** Start of Input **

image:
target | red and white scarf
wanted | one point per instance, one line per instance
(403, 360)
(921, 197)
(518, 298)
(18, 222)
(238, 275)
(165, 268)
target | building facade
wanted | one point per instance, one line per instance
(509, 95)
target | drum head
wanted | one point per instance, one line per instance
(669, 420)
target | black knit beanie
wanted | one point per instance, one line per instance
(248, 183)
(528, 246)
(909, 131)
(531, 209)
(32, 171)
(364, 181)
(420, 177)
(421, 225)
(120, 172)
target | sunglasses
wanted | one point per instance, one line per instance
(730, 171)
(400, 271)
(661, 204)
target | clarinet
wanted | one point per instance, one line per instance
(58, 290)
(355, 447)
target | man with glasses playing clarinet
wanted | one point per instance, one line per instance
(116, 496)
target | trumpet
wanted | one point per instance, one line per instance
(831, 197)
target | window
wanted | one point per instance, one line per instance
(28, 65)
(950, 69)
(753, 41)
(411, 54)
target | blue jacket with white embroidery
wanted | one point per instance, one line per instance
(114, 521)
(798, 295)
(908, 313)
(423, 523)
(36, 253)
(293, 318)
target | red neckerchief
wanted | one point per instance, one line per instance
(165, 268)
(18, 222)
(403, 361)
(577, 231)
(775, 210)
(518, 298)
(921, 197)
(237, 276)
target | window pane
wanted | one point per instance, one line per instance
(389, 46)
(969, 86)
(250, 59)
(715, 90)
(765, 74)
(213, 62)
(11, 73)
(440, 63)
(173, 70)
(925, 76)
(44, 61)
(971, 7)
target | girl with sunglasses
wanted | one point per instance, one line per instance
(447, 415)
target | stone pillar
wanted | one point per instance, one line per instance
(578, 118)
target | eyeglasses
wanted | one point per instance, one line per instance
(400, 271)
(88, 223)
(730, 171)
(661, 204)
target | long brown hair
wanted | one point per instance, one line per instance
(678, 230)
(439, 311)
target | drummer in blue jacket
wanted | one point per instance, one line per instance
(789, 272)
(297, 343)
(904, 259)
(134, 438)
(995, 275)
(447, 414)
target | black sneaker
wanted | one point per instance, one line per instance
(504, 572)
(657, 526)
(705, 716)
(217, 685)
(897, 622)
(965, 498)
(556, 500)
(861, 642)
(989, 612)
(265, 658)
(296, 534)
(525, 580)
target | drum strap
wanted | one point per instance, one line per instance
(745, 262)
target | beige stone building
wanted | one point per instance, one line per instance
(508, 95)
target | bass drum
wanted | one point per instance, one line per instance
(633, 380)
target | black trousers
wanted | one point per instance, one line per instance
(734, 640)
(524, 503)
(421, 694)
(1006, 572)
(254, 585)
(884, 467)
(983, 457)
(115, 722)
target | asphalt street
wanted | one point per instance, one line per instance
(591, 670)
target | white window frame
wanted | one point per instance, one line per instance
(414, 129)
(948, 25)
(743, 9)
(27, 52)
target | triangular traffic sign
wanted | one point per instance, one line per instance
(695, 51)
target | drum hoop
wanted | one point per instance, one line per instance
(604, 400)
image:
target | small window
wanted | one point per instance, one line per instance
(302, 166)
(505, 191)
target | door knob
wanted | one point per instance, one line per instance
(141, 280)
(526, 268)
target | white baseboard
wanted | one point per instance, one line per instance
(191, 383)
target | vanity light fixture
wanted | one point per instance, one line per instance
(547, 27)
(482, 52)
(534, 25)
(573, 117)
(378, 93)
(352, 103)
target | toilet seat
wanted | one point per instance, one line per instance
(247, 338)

** End of Input **

Description of the task:
Copy every one of the records above line for line, without any changes.

Output:
image:
target | red and white scarf
wanted | one point per instance, one line per instance
(403, 360)
(921, 197)
(518, 298)
(18, 222)
(238, 275)
(165, 268)
target | building facade
wanted | one point per instance, one line per instance
(509, 95)
target | drum head
wanted | one point per instance, one line per instance
(669, 420)
target | black knit beanie
wanted | one point per instance, one line per instance
(248, 183)
(528, 246)
(909, 131)
(531, 209)
(32, 171)
(364, 181)
(420, 177)
(421, 225)
(120, 172)
target | sunglasses
wanted | one point per instance, one line per instance
(730, 171)
(400, 271)
(661, 204)
target | clarinet
wanted | one point per instance, one line per instance
(58, 290)
(355, 447)
target | man with glasses playing clarinet
wanted | one point per instance, one line per instance
(116, 496)
target | trumpet
wanted | one point per instance, one line per instance
(831, 197)
target | window
wanted | one point per instance, one line per instance
(28, 65)
(950, 69)
(753, 41)
(411, 54)
target | blue jacket with white embroidery
wanted | one point per instance, one line per instance
(114, 521)
(798, 295)
(908, 313)
(423, 523)
(36, 253)
(293, 318)
target | red neckerchief
wanted | one point per instance, one line per instance
(165, 268)
(18, 222)
(403, 361)
(577, 231)
(775, 210)
(518, 298)
(921, 197)
(237, 276)
target | window pane
wanted | one point per instance, one line per instance
(389, 46)
(969, 86)
(250, 59)
(715, 90)
(765, 74)
(213, 62)
(11, 73)
(440, 63)
(173, 70)
(925, 76)
(44, 61)
(971, 7)
target | girl with sunglasses
wanted | one point per instance, one line per instance
(447, 415)
target | stone pillar
wanted | one point per instance, one line per instance
(578, 118)
target | eyeglasses
wanted | one point per instance, one line per instance
(400, 271)
(88, 223)
(730, 171)
(661, 204)
target | long brown hair
wanted | one point per instance, one line per instance
(678, 230)
(439, 311)
target | drummer in blue jacket
wanted | one point per instance, one line per instance
(789, 272)
(297, 343)
(904, 259)
(134, 438)
(995, 275)
(447, 414)
target | black sneaker
wanted | one point per instance, one line per instance
(504, 572)
(657, 526)
(705, 716)
(217, 685)
(897, 622)
(965, 498)
(556, 500)
(861, 642)
(989, 612)
(265, 658)
(296, 534)
(525, 580)
target | drum strap
wanted | one point per instance, one line per instance
(745, 262)
target | beige stone building
wanted | one point per instance, one line per instance
(508, 95)
target | bass drum
wanted | one point per instance, one line per instance
(633, 380)
target | black trousers
wanted | one point per instance, one line per instance
(734, 640)
(524, 503)
(421, 694)
(1006, 572)
(254, 585)
(884, 467)
(983, 457)
(115, 722)
target | asphalt street
wanted | one point per instance, one line per instance
(591, 670)
target | white window frame
wanted | one point per instance, one line per instance
(414, 129)
(948, 25)
(743, 9)
(27, 52)
target | triangular traffic sign
wanted | one point per instance, one line per instance
(695, 51)
target | drum hoop
wanted | one point per instance, one line per instance
(604, 400)
image:
target | small window
wanted | one point per instance, one line per instance
(302, 166)
(505, 191)
target | door knob
wanted | one point per instance, one line per instance
(141, 280)
(526, 268)
target | white baseboard
wanted | one point per instance, one line per instance
(191, 383)
target | vanity light fixture
wanted | one point per instance, one line per instance
(547, 27)
(482, 52)
(534, 25)
(573, 117)
(378, 93)
(352, 103)
target | toilet seat
wanted | one point per instance, one line per instance
(247, 338)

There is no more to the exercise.